**Problem:**
Reply with the data below, repeated exactly in full.

Dataset entries:
[Start of Attachment]
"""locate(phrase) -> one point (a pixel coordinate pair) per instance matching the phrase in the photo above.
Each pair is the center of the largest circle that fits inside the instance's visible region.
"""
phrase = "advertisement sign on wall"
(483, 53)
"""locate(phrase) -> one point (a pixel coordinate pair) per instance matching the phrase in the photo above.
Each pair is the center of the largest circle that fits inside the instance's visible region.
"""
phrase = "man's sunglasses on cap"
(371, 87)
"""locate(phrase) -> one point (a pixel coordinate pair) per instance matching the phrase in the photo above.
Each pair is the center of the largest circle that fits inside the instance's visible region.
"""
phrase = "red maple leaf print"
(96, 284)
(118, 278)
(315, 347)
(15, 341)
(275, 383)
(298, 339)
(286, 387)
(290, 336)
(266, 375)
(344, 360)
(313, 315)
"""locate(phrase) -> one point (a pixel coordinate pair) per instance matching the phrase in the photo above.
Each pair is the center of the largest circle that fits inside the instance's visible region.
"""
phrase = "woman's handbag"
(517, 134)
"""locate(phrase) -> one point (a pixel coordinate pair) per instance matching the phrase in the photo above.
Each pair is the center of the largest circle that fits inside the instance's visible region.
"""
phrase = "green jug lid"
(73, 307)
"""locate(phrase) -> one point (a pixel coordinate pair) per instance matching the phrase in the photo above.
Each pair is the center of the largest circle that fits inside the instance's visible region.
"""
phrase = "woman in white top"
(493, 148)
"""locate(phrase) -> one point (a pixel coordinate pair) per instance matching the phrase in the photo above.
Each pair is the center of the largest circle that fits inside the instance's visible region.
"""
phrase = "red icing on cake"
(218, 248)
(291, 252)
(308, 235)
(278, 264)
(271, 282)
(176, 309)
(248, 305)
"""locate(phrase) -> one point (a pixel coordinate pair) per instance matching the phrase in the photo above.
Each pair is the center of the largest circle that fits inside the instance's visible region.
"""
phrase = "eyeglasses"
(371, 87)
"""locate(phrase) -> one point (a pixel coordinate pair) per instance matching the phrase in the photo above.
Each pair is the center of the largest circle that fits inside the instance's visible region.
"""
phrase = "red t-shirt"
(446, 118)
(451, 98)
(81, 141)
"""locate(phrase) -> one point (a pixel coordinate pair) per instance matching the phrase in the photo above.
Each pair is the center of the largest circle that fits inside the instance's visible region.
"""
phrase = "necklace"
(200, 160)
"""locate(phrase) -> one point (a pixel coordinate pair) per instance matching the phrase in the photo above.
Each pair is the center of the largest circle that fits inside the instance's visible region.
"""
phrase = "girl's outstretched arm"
[End of Attachment]
**Output below:**
"""locate(phrase) -> one point (a pixel coordinate pair) per instance matching the phrase in the photo above.
Each pair is the center of the largest circle that fits inside the instance's visible region.
"""
phrase = "advertisement sign on wall"
(483, 53)
"""locate(phrase) -> one point (a pixel coordinate pair) per instance matching the phrase in the photo above.
Each pair is the center of the largest circle that fits inside the instance's visible region.
"""
phrase = "man's sunglasses on cap"
(371, 87)
"""locate(phrase) -> one point (a pixel coordinate pair) per instance matching the phrase in the photo above.
Each pair is the center of the largest circle that fits inside the instance's visible region.
"""
phrase = "red maple leaf print"
(96, 284)
(118, 278)
(315, 347)
(15, 341)
(275, 383)
(298, 339)
(286, 387)
(290, 336)
(266, 375)
(344, 360)
(313, 315)
"""locate(phrase) -> one point (a pixel coordinate pair) per instance matching the phrase in the photo above.
Each pair is the center of the largest circle that fits inside the instance's visible region.
"""
phrase = "woman's handbag"
(517, 134)
"""locate(phrase) -> one point (a pixel coordinate pair) per instance matching the phrase in the photo above.
Each pair is the center of the largest circle that fits inside the instance's visible region.
"""
phrase = "green jug lid"
(73, 307)
"""locate(phrase) -> one point (a pixel coordinate pair) per instance matching the phrase in the photo above.
Each pair is the center of the largest circle that fits inside the instance's visible region.
"""
phrase = "woman in white top"
(493, 148)
"""locate(phrase) -> one point (a pixel coordinate pair) per instance matching the phrase in the photo above.
Each pair is the center of the largest circle that fits inside the instance's visible region.
"""
phrase = "red icing on cake"
(218, 248)
(291, 252)
(308, 235)
(278, 264)
(271, 282)
(176, 309)
(248, 305)
"""locate(phrase) -> one point (a pixel coordinate pair) per instance matching the phrase in the photo above.
Each pair is the center of the largest circle that fits inside the instance's visible region.
"""
phrase = "eyeglasses"
(371, 87)
"""locate(phrase) -> one point (a pixel coordinate pair) per instance matching the phrase in the photo above.
Each pair is the center of the largest circle that fits inside the instance's visible region.
"""
phrase = "red t-shirt"
(446, 118)
(451, 98)
(81, 141)
"""locate(phrase) -> one point (a pixel coordinate pair) per instance matching the phrase in the photo above.
Each pair is the center of the largest circle that fits inside the instance's visible region.
"""
phrase = "necklace"
(200, 160)
"""locate(phrase) -> one point (a pixel coordinate pair) per instance matching the phrase in the photo above.
Each pair is the center of the largest circle that fits inside the instance's visible region.
"""
phrase = "girl's outstretched arm"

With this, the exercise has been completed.